[Records from a dataset]
****

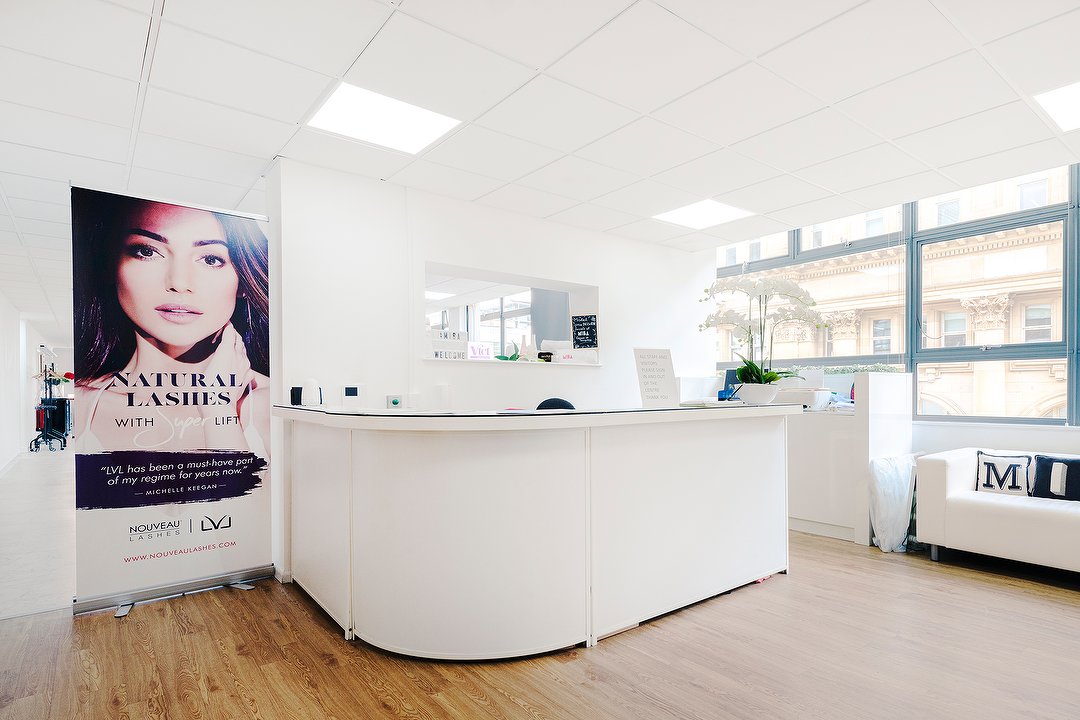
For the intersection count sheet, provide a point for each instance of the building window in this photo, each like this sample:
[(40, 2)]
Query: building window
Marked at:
[(954, 329), (984, 273), (1033, 194), (994, 199), (1037, 324), (882, 336), (948, 212), (875, 223)]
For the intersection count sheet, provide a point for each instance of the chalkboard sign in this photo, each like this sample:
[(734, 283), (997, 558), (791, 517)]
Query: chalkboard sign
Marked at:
[(584, 330)]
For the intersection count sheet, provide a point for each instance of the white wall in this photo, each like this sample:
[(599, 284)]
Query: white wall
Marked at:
[(352, 272), (937, 436), (13, 413)]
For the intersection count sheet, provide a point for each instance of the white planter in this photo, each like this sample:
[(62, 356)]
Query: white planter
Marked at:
[(756, 393)]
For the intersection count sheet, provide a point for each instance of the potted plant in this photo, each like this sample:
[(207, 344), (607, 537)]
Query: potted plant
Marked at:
[(753, 310)]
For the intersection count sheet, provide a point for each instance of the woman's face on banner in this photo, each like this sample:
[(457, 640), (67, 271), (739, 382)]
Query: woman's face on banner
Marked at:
[(175, 280)]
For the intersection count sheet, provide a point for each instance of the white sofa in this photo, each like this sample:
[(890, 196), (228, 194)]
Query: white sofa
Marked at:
[(950, 513)]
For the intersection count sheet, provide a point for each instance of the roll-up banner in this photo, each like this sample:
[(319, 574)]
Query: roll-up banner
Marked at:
[(172, 398)]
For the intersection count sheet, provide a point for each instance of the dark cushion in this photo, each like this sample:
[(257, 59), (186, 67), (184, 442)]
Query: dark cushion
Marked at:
[(1049, 480), (1000, 473)]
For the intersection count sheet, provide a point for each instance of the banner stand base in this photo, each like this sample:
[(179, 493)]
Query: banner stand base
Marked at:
[(132, 597)]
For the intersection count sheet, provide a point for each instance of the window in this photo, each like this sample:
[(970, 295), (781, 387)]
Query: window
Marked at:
[(948, 212), (955, 329), (982, 275), (1025, 389), (851, 229), (882, 337), (1037, 324), (875, 223), (1018, 193), (850, 293), (1033, 194), (748, 250)]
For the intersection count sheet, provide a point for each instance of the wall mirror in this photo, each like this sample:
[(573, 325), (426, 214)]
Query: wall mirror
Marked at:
[(475, 314)]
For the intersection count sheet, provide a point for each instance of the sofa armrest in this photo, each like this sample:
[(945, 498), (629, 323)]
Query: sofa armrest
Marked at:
[(941, 475)]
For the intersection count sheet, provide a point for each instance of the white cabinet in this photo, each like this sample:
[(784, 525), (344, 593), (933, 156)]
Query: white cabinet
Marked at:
[(828, 457)]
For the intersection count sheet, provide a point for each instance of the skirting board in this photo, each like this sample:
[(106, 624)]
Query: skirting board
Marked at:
[(104, 601), (825, 529)]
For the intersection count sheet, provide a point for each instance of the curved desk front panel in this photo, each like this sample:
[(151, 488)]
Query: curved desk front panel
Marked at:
[(491, 535)]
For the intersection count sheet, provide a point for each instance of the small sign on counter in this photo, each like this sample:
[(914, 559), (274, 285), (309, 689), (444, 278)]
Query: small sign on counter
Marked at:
[(656, 378), (583, 331)]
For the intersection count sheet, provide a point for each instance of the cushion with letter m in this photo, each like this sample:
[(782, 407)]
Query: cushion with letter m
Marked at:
[(1006, 474)]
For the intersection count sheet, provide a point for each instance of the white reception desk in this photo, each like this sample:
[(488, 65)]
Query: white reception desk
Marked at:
[(485, 535)]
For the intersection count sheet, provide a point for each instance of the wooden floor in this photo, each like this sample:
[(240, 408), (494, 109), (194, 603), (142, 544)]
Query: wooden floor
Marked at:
[(851, 633)]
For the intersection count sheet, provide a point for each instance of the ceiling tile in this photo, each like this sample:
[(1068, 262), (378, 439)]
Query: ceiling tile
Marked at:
[(771, 194), (819, 211), (1011, 163), (693, 243), (555, 114), (184, 190), (35, 188), (29, 227), (61, 87), (647, 199), (48, 268), (716, 173), (578, 178), (39, 211), (204, 123), (16, 262), (741, 104), (1008, 126), (325, 36), (82, 172), (336, 152), (45, 244), (973, 18), (526, 201), (1072, 139), (644, 58), (180, 158), (650, 231), (646, 147), (52, 131), (753, 28), (58, 29), (216, 71), (536, 34), (902, 190), (484, 151), (593, 217), (254, 202), (869, 166), (414, 62), (1055, 62), (747, 228), (444, 180), (871, 44), (947, 91), (808, 140)]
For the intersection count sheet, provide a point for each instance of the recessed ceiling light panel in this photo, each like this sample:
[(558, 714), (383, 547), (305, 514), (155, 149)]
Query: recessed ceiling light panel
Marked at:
[(365, 116), (703, 215), (1063, 106)]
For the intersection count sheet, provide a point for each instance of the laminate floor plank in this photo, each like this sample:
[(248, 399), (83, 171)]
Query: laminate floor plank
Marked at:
[(851, 633)]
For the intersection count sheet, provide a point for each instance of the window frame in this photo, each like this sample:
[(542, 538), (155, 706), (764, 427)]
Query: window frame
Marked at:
[(914, 240)]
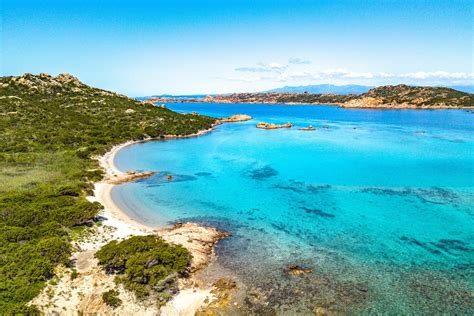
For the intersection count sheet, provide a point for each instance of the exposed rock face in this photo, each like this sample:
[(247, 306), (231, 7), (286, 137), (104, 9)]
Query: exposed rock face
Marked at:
[(236, 118), (128, 177), (265, 125), (199, 241), (63, 83)]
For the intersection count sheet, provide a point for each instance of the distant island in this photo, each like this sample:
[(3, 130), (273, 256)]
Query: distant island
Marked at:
[(324, 89), (384, 97)]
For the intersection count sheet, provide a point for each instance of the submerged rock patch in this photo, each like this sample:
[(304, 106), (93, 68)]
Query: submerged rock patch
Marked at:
[(261, 173), (317, 212)]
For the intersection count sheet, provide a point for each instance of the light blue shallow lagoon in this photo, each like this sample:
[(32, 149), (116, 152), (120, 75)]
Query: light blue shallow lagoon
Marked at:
[(378, 203)]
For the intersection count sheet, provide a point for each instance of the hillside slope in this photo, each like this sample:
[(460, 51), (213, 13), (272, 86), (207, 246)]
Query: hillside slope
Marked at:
[(403, 96), (50, 127)]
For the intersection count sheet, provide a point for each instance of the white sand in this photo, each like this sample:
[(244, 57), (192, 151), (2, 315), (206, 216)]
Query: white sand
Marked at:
[(83, 294)]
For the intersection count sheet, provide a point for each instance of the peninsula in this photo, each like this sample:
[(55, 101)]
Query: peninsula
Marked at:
[(384, 97), (57, 240)]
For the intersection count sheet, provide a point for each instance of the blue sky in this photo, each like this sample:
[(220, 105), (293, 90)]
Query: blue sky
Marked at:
[(182, 47)]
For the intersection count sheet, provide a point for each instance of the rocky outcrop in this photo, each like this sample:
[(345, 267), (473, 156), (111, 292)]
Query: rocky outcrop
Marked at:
[(309, 128), (399, 96), (199, 241), (265, 125), (236, 118), (128, 177)]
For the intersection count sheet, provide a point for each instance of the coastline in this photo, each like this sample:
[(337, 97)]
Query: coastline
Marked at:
[(341, 105), (68, 295)]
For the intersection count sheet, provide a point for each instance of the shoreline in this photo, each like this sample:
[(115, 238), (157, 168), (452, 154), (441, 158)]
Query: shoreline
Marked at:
[(340, 105), (83, 293)]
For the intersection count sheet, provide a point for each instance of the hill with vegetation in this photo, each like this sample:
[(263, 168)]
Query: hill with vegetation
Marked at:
[(324, 89), (400, 96), (403, 96), (50, 128)]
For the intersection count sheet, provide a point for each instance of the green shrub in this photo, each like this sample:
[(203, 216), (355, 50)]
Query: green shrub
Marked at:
[(48, 135), (144, 264), (111, 298)]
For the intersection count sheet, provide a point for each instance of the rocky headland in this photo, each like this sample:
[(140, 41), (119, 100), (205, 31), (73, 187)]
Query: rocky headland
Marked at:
[(384, 97), (264, 125)]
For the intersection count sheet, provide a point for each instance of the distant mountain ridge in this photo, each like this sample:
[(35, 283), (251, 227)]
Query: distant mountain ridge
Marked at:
[(350, 89), (388, 97), (324, 89)]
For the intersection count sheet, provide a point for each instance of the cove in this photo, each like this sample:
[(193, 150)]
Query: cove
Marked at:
[(378, 203)]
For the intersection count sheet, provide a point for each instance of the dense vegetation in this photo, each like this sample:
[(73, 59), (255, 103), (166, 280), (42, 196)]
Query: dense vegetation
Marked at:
[(421, 96), (49, 128), (111, 298), (145, 264)]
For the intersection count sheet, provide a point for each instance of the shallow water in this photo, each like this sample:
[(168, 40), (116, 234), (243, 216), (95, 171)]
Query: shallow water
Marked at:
[(379, 204)]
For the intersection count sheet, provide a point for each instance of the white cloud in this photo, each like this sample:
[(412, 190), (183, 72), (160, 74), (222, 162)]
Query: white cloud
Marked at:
[(294, 72), (437, 75), (245, 79), (299, 61)]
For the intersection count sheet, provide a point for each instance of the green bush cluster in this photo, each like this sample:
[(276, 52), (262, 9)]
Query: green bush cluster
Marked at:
[(111, 298), (144, 264), (49, 130)]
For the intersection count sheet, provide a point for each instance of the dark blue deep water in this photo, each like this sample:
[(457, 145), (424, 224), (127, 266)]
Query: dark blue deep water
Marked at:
[(378, 203)]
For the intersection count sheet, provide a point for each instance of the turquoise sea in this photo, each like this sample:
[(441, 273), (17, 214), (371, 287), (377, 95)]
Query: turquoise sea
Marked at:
[(378, 203)]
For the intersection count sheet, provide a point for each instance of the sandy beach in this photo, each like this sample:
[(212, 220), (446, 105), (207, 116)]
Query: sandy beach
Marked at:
[(68, 296)]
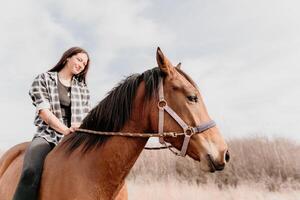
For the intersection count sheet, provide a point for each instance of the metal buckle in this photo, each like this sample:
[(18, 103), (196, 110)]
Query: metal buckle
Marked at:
[(162, 104), (189, 131)]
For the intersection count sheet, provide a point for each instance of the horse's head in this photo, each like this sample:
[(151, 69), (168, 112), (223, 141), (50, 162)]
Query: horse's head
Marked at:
[(183, 97)]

****

» SHORT TASK
Reproduce the listing from the line with "of the light" up to and including the line with "[(83, 294)]".

» WORKED ANSWER
For the intersection count sheet, provide a point for each instance of the light blue shallow lagoon in this photo, each like this sample:
[(32, 149), (116, 152), (120, 75)]
Query: light blue shallow lagoon
Marked at:
[(378, 203)]
For the intersection count sheet, provide a point for each instance of the hillside slope in this photo, each like this sample:
[(460, 51), (213, 13), (272, 86), (207, 246)]
Query: hillside slope
Marked at:
[(403, 96), (50, 127)]
For the intersection count sheet, provide a point for each instance of the white sand in this photo, each like this sample:
[(244, 57), (192, 151), (2, 315), (206, 216)]
Query: white sand
Marked at:
[(83, 294)]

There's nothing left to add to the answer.